Passage shown:
-=-=-

Join multiple columns from one data frame to single column from another without multiple join operation, in pyspark

I am trying to match multiple columns from one data frame (df) to to a multiple language dictionary (df_label) and extract the the corresponding labels for each column.
Note: This is not a duplcate question of Join multiple columns from one table to single column from another table
The following is an example of df and df_label dataframes and the desired output
df df_label output
+---+---+ +---+-----+----+ +---+---+------+------+------+
| s| o| | e| name|lang| | s| o|s_name|o_name| lang|
+---+---+ +---+-----+----+ +---+---+------+------+------+
| s1| o1| | s1|s1_en| en| | s2| o1| s2_fr| o1_fr| fr|
| s1| o3| | s1|s1_fr| fr| | s1| o1| s1_fr| o1_fr| fr|
| s2| o1| | s2|s2_fr| fr| | s1| o1| s1_en| o1_en| en|
| s2| o2| | o1|o1_fr| fr| | s2| o2| s2_fr| o2_fr| fr|
+---+---+ | o1|o1_en| en| +---+---+------+------+------+
| o2|o2_fr| fr|
+---+-----+----+
In other words I want match both columns [s,o] from df with column e from df_label and find their corresponding labels in different languages as shown above.

-=-=-

Data section:
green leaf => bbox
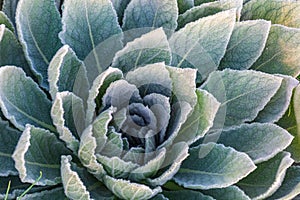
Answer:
[0,11,15,32]
[268,166,300,199]
[255,75,299,122]
[0,25,34,77]
[16,0,61,89]
[0,120,21,176]
[205,123,293,163]
[169,9,236,83]
[51,92,85,153]
[59,0,123,76]
[175,89,220,145]
[48,45,89,102]
[12,125,71,185]
[174,143,256,190]
[177,0,243,29]
[201,69,282,128]
[251,24,300,77]
[163,190,214,200]
[122,0,178,41]
[104,176,162,199]
[112,28,171,73]
[242,0,300,28]
[219,20,271,70]
[237,152,294,199]
[0,66,55,132]
[201,186,250,200]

-=-=-

In the passage about joining columns in PySpark, which column of df_label should the columns s and o from df be matched with?

Correct answer:
Column e